[Stored data entries]
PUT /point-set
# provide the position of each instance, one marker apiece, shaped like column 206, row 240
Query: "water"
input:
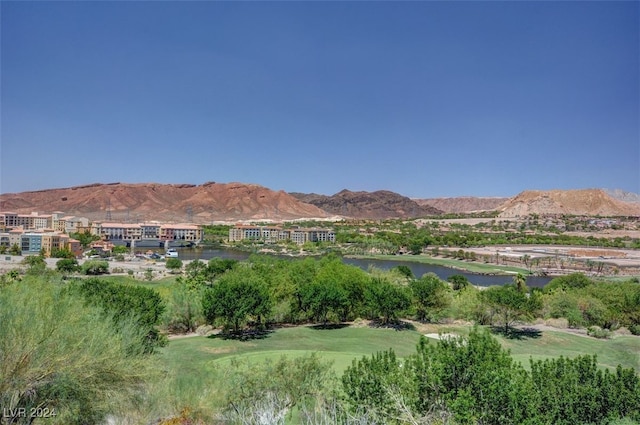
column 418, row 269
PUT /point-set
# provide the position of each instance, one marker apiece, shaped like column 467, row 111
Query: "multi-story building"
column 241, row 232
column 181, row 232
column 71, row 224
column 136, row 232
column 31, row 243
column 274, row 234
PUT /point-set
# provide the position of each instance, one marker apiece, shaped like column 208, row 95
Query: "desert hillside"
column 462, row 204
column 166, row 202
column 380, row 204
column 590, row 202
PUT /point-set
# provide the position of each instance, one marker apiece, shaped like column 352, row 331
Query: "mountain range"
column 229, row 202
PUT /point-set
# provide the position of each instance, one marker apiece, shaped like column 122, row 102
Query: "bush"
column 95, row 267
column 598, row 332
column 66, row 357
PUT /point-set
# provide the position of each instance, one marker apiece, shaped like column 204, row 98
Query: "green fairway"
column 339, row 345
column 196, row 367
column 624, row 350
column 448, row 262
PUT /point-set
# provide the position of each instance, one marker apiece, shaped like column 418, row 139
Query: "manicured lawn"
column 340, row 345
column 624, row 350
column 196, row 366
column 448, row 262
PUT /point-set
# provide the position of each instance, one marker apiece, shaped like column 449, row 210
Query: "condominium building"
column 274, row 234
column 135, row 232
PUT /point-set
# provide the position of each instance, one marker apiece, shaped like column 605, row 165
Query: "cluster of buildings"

▸ WHAT YOU ARE ASKED TO DO: Return the full set of lines above word for word and with no pictures.

▸ PROBLEM SOLUTION:
PUT /point-set
# provide the position of each instance, one marker apiece, shaped like column 206, row 240
Query: "water"
input:
column 418, row 269
PUT /point-set
# provide the position of each instance, one marker apiece, shaped like column 467, row 111
Query: "multi-story building"
column 241, row 232
column 181, row 232
column 71, row 224
column 136, row 232
column 31, row 243
column 274, row 234
PUT /point-set
# provide the position of each instance, one marker apiece, shaped like column 208, row 95
Query: "desert hillside"
column 462, row 204
column 166, row 202
column 380, row 204
column 590, row 202
PUT /point-set
# provide the position of each instance, one marker apiece, shaped like column 352, row 331
Query: "mountain range"
column 229, row 202
PUT /point-set
# provide the position of each instance, one marker apiece, shaped like column 122, row 102
Query: "bush"
column 95, row 267
column 598, row 332
column 66, row 357
PUT /point-set
# provide the position of each instance, one marker apiece, shaped like column 204, row 98
Query: "green fairway"
column 339, row 345
column 196, row 367
column 624, row 350
column 448, row 262
PUT /point-set
# provide the position of each instance, one marker apiece, shaped like column 418, row 139
Query: "manicured lawn"
column 340, row 345
column 624, row 350
column 196, row 366
column 448, row 262
PUT /point-set
# provide the position of each instance, one marker apiece, shaped like column 449, row 210
Query: "condominium building"
column 274, row 234
column 135, row 232
PUT /point-set
# provide the position of each instance, one marker apiece, shaped like column 605, row 165
Query: "cluster of buildings"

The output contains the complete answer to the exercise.